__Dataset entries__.
-- Opening Marker --
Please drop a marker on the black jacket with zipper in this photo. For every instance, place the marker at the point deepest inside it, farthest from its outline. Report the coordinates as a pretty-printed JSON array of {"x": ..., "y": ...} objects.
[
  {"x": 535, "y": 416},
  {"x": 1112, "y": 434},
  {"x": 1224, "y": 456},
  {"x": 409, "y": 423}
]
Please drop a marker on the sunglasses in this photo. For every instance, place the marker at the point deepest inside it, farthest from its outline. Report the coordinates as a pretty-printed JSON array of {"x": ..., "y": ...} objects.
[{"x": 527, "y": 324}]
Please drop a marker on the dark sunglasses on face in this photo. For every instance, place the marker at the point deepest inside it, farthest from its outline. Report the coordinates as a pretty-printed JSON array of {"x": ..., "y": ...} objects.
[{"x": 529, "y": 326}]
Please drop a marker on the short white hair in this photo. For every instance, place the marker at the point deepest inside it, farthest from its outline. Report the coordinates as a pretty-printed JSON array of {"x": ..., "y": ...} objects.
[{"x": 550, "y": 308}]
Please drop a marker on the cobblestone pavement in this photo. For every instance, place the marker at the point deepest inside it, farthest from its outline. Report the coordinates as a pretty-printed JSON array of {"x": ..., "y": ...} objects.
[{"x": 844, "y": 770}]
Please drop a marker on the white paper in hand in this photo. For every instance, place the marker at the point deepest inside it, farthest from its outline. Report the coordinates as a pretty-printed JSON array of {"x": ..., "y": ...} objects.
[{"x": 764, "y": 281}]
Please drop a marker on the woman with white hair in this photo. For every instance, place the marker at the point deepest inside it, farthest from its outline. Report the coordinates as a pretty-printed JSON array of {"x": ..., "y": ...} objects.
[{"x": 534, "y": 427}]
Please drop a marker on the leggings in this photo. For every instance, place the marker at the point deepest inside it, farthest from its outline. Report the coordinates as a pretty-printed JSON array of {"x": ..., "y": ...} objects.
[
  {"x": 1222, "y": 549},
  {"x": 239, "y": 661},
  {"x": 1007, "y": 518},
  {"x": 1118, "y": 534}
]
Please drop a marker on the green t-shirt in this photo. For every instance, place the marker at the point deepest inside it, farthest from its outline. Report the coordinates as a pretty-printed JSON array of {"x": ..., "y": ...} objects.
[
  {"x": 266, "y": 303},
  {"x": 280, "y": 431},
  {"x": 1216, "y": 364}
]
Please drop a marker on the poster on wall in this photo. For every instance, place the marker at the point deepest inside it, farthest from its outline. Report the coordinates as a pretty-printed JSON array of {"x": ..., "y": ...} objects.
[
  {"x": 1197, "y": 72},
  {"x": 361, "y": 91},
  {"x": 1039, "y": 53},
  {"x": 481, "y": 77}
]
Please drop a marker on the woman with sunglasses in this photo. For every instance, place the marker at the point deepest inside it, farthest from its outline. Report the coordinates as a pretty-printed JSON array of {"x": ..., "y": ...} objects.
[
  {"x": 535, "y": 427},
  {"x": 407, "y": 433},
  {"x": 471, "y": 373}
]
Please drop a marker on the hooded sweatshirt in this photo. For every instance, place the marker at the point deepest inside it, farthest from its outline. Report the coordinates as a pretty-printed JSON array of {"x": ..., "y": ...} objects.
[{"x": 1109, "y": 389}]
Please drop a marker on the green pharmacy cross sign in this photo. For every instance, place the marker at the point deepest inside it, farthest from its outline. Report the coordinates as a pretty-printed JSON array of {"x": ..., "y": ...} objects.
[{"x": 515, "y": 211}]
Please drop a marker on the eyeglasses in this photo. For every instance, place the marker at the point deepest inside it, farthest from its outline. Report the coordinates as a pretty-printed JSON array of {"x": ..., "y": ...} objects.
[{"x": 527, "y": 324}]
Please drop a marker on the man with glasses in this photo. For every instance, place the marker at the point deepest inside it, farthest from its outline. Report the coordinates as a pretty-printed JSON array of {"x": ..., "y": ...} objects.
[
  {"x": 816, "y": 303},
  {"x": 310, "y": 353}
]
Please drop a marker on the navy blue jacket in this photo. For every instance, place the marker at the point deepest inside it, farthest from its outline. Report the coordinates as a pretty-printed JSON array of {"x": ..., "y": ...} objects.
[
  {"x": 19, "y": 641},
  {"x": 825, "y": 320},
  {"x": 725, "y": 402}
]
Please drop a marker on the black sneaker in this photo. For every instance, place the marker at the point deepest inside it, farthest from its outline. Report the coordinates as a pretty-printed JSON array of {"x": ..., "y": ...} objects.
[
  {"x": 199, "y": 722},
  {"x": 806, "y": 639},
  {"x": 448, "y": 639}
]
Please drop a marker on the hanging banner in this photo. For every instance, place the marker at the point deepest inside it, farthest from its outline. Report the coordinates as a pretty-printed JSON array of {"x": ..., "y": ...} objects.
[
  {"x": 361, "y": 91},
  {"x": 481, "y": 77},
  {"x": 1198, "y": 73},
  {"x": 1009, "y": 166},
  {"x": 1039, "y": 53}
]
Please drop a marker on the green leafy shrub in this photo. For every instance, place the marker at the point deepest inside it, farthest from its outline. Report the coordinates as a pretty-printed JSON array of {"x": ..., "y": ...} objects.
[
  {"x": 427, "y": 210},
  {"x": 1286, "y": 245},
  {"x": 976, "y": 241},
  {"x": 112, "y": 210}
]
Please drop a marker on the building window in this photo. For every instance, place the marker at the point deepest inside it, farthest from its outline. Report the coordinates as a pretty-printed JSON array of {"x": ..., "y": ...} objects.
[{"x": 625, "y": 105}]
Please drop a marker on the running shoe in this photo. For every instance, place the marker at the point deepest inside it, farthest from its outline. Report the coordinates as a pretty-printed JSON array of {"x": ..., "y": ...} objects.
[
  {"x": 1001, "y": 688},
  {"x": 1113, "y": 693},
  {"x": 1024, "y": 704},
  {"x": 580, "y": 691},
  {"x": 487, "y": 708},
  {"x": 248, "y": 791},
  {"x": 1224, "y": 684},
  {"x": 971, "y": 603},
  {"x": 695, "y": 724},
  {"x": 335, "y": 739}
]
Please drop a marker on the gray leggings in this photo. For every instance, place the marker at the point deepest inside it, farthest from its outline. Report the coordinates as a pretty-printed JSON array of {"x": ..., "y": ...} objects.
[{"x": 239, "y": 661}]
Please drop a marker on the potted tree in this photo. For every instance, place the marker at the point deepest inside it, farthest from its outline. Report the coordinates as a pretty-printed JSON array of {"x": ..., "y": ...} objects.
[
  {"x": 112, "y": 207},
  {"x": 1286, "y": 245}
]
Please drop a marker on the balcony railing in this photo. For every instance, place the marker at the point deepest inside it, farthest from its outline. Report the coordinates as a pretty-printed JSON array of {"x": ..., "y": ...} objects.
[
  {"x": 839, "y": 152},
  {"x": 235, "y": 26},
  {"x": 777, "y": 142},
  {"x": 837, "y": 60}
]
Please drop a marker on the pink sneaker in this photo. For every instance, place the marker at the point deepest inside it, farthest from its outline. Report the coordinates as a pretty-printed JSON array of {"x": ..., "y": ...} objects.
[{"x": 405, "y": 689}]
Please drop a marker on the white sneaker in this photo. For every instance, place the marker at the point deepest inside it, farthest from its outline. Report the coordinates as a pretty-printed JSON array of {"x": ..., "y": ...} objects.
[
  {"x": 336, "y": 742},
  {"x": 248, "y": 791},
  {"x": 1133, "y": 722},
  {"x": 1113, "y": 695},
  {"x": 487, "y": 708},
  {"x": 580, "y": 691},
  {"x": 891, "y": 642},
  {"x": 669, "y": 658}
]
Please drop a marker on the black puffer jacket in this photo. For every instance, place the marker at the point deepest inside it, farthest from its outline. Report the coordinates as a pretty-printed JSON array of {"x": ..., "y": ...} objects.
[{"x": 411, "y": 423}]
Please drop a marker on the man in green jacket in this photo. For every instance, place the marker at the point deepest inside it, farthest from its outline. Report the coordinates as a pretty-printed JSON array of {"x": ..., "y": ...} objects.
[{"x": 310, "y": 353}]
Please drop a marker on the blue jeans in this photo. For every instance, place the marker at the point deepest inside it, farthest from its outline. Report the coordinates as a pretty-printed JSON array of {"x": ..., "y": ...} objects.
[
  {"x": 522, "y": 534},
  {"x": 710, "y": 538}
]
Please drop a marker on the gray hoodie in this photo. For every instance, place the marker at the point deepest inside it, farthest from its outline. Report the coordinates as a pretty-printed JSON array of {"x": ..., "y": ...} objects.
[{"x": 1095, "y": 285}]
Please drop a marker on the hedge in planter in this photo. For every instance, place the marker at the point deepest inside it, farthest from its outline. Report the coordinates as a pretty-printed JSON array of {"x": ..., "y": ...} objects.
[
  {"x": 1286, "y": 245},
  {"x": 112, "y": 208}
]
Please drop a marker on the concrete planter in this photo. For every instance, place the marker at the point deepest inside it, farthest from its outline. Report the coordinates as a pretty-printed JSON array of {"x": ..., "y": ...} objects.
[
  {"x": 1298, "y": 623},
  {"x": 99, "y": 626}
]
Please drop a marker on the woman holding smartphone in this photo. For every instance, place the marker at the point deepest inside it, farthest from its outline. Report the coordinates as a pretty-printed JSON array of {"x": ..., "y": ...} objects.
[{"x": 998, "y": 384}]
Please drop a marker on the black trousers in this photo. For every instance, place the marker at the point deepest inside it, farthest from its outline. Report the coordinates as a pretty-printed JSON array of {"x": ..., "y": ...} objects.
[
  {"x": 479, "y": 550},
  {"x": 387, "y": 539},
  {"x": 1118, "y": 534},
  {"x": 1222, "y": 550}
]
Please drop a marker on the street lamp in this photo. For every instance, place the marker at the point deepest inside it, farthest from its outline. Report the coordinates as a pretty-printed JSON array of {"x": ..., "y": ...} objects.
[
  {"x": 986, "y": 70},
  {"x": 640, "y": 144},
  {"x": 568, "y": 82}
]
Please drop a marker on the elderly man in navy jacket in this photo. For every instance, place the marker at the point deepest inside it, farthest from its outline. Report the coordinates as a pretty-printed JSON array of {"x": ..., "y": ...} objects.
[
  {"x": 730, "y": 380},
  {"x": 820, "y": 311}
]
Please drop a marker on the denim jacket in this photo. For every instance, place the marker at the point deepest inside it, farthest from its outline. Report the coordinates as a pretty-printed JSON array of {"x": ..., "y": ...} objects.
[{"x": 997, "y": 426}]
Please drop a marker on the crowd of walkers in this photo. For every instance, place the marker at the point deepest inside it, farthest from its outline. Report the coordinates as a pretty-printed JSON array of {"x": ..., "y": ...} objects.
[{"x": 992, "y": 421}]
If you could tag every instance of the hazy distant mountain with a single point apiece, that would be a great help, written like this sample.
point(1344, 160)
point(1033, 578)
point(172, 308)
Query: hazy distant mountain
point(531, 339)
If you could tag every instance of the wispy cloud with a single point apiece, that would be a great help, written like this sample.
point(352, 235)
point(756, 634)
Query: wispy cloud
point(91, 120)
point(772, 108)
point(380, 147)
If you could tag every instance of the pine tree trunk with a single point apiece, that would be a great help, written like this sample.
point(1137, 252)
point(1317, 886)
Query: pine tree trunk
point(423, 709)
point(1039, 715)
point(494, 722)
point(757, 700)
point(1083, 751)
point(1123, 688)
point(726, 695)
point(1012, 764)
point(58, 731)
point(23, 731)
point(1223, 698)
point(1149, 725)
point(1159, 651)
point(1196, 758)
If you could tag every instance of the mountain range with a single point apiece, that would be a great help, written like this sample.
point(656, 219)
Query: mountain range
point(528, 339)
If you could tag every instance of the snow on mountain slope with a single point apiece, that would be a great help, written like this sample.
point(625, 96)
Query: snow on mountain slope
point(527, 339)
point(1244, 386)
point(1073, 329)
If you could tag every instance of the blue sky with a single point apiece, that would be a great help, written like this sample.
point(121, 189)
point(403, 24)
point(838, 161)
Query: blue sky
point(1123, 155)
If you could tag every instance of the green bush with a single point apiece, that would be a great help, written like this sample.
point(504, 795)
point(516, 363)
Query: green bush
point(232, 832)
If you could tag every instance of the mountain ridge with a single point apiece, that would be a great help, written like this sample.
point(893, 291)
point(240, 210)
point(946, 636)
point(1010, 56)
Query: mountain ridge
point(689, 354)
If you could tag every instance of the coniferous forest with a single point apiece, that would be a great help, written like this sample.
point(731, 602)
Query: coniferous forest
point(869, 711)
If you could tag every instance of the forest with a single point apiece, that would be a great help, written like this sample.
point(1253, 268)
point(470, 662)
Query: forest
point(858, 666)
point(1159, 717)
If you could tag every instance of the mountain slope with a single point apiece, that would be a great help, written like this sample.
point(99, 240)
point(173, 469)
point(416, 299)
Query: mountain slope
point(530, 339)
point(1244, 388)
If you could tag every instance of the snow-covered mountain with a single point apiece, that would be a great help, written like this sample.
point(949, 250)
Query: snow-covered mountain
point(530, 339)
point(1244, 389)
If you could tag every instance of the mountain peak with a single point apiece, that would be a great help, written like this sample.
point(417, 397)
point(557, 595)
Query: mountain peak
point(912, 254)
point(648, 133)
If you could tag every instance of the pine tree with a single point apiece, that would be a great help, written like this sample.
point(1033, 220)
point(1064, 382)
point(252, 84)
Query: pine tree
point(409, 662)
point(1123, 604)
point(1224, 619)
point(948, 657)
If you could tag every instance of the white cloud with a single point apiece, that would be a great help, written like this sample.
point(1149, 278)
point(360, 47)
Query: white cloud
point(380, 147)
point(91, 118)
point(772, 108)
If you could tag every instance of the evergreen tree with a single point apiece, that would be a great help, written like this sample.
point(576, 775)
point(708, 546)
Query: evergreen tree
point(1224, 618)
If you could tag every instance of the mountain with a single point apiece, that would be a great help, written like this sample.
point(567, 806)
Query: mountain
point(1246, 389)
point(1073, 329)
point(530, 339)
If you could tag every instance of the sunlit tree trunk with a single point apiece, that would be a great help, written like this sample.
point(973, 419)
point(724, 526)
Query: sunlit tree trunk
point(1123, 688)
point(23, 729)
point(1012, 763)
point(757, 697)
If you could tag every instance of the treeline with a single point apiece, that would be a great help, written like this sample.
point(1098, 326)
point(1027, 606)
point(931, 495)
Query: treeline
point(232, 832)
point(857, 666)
-- Closing Marker --
__Your goal__.
Set down, exactly as they stand above, the lines starting with the line with "Query: forest" and going on through the line with "point(416, 299)", and no others.

__Output of the task__.
Query: forest
point(858, 666)
point(1159, 717)
If you could tag every instance of the mountain slope with a single point apiece, that would be a great help, written like this sample.
point(99, 240)
point(173, 469)
point(416, 299)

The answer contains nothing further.